What follows is a listing. Return every line of it exactly.

→ **Source data**:
+ + +
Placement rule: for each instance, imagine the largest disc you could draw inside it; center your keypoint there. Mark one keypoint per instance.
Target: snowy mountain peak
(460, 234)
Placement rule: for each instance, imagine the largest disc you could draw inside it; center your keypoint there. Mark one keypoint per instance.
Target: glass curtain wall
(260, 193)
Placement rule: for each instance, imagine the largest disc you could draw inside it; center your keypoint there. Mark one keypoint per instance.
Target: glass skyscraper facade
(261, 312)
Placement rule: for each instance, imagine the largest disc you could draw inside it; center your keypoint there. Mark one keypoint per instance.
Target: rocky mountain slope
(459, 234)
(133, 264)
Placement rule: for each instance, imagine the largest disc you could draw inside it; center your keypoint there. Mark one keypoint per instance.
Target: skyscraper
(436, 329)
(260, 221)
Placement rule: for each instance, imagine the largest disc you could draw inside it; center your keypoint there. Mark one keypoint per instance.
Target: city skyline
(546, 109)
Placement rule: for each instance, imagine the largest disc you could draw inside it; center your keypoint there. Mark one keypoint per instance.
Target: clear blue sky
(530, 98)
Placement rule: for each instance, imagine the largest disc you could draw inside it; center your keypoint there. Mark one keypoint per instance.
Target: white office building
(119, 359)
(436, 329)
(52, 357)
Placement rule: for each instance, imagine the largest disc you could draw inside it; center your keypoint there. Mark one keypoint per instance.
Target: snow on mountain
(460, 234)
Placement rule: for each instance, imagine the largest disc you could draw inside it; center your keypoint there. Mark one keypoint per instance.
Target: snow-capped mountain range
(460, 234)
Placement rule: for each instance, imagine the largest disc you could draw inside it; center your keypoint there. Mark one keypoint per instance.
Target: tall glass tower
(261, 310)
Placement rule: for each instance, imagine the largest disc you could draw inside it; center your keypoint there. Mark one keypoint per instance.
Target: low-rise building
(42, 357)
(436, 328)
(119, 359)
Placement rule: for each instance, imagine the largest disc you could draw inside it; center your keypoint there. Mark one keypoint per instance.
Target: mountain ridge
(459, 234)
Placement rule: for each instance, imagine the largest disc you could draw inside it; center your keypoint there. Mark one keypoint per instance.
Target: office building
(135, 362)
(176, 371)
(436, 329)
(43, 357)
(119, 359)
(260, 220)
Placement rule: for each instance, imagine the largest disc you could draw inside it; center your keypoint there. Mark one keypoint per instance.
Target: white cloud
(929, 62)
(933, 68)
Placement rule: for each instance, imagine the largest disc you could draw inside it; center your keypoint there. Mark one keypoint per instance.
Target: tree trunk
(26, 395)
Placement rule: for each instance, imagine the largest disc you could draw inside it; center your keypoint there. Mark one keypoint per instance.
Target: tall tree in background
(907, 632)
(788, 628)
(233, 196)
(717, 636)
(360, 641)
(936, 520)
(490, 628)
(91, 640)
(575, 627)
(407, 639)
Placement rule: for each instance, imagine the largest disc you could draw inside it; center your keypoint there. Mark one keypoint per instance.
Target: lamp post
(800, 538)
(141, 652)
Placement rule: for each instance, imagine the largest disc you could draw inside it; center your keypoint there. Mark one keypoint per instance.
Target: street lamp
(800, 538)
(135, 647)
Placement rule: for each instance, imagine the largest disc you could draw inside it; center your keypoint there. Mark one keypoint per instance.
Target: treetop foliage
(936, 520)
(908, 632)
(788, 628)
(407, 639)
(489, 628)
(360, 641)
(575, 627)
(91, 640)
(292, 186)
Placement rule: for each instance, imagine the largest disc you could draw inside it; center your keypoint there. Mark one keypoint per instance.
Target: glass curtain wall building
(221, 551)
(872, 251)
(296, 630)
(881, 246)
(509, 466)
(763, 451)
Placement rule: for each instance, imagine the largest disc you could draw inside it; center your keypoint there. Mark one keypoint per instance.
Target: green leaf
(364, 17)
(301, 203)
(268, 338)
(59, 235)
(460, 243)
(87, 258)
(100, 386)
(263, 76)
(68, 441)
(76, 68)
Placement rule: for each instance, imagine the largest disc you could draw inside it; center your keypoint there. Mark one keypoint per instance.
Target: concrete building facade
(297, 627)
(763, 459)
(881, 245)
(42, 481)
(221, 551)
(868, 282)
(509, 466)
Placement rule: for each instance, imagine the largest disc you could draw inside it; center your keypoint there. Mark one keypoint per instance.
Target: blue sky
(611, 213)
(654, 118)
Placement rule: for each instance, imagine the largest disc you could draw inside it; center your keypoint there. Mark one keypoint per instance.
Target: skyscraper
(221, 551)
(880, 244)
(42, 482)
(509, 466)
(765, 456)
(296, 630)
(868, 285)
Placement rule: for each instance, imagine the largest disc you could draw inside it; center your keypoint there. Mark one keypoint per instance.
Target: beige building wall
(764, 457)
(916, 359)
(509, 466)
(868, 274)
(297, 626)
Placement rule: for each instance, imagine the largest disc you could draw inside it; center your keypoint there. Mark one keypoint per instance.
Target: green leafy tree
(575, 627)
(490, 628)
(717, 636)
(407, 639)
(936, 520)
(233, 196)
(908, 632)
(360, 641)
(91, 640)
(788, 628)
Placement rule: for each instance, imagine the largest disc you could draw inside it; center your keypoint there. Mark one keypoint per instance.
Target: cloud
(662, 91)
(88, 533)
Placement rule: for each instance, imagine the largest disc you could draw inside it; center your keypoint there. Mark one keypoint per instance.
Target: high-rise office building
+ + +
→ **Solution to this problem**:
Placement rule: for each instance, imagine the largest disc you could draw inside it; center your keypoint there. Mark one keypoint per instance.
Target: snowy mountain peak
(460, 234)
Placement rule: for each instance, imagine the largest disc you could draw inside it; center your keypoint there. Mark one keypoint per instance.
Target: glass curtain wall
(260, 193)
Placement rule: for each instance, imagine the largest disc you could draw inside it; center your keypoint there. Mark one keypoint per instance.
Target: glass skyscraper facade
(261, 312)
Placement rule: for each instance, imagine the largest disc you could draw inside it; center your keypoint there. Mark one keypoint per instance.
Target: rocky mountain slope
(459, 234)
(133, 264)
Placement rule: for each instance, imagine the largest disc you could draw inside it; center your keypoint there. Mark one keypoint per instance.
Target: skyscraper
(436, 329)
(260, 221)
Placement rule: for each instance, imagine the largest disc you could draw inside it; center your keypoint there. Mark one keypoint per instance.
Target: city skyline
(546, 109)
Placement rule: for each instance, imagine the largest disc you could draw inside it; center your keypoint there. Mark one keypoint per instance.
Target: clear blue sky
(530, 98)
Placement rule: for each instance, imagine the largest disc you could draw inside it; center your keypoint there. Mark one keypoint per instance.
Target: white office building
(119, 359)
(436, 329)
(52, 357)
Placement rule: for each instance, imagine the largest disc you could draw inside it; center your keypoint there. Mark one keypoint per instance.
Target: snow on mountain
(460, 234)
Placement rule: for each instance, imagine the largest disc you could draw inside it; center your keypoint there. Mark one keypoint per instance.
Target: snow-capped mountain range
(460, 234)
Placement rule: for each instance, imagine the largest disc you could draw inside it; center your keypoint there. Mark one keypoint per instance.
Target: tall glass tower
(261, 310)
Placement rule: for each instance, imagine the largest disc you could draw inside it; center your keypoint there. Mark one keypoint per instance.
Target: low-rise building
(42, 357)
(436, 328)
(119, 359)
Placement rule: for each instance, imagine the largest disc you could draw inside it; center your keypoint there. Mark one keypoint per instance.
Target: mountain ridge
(459, 234)
Placement rule: for each instance, imagine the largest disc you could draw inside it; center your keypoint there. Mark one keypoint per instance.
Target: office building
(135, 362)
(176, 371)
(436, 329)
(43, 357)
(119, 359)
(260, 220)
Placement rule: for each instance, imagine the largest disc you could draw inside it; center your keypoint there. Mark one keypoint per instance.
Target: white cloud
(929, 62)
(933, 68)
Placement rule: for each instance, imagine the largest disc you could draw inside it; center your keypoint there. Mark one keypoint per instance.
Target: tree trunk
(26, 395)
Placement rule: for each instance, imagine the largest disc you could draw inside it; center your keypoint there. Mark one keypoint per instance.
Target: tall tree in background
(907, 632)
(788, 628)
(233, 196)
(717, 636)
(360, 641)
(936, 520)
(490, 628)
(91, 640)
(575, 627)
(407, 639)
Placement rule: for each instance, imagine the largest disc you could draw inside it; center your keypoint there. Mark one keypoint per instance.
Target: lamp post
(800, 538)
(141, 652)
Placement rule: for each instance, imagine the largest disc you could draw inside it; center your keypoint there. Mark one keypoint per instance.
Target: street lamp
(800, 538)
(135, 647)
Placement rule: for each instance, imagine the largest disc you could draw inside it; center your keypoint there. Mark one keypoint per instance.
Target: treetop foliage
(936, 520)
(908, 632)
(788, 628)
(407, 639)
(489, 628)
(360, 641)
(575, 627)
(91, 640)
(292, 186)
Placement rule: for each instance, imagine the largest disc you could draw inside it; center your keypoint there. Mark one keypoint per instance.
Target: glass curtain wall building
(221, 551)
(872, 251)
(296, 630)
(881, 246)
(509, 466)
(763, 451)
Placement rule: for each instance, imagine the largest disc you could draw inside it; center your keypoint there. Mark one keypoint per instance.
Target: green leaf
(364, 17)
(301, 203)
(268, 338)
(59, 235)
(460, 243)
(87, 258)
(100, 386)
(263, 76)
(68, 441)
(76, 68)
Placement rule: for each instance, imagine the largest disc you could draw inside it; center your keypoint there. Mark one keypoint per instance.
Target: concrete building facade
(297, 627)
(763, 459)
(881, 245)
(42, 481)
(221, 551)
(868, 282)
(509, 466)
Placement rule: for each instance, imagine the largest disc you could draw inside it; center your keypoint there. Mark one keypoint per instance.
Target: blue sky
(611, 213)
(654, 118)
Placement rule: for each instance, imagine the largest disc you could draw inside it; center your keypoint there. Mark one keypoint per instance.
Target: skyscraper
(221, 551)
(880, 244)
(42, 482)
(509, 466)
(765, 456)
(296, 630)
(868, 285)
Placement rule: for each instance, imagine the largest disc you could draw inside it; center your keypoint there. Mark one keypoint per instance.
Target: beige building wall
(764, 457)
(916, 359)
(509, 466)
(868, 274)
(297, 626)
Placement rule: for each instance, imagine the largest disc you could draw inside it; center your keypoint there. Mark one keypoint per instance.
Target: green leafy tree
(575, 627)
(490, 628)
(717, 636)
(407, 639)
(936, 520)
(233, 196)
(908, 632)
(360, 641)
(91, 640)
(788, 628)
Placement rule: for each instance, imagine the largest disc you could draw inside it; center your keypoint there. Mark one keypoint per instance.
Target: cloud
(662, 91)
(88, 533)
Placement rule: for each instance, imagine the largest disc you could draw inside it; center your keypoint there. Mark one keypoint per instance.
Target: high-rise office building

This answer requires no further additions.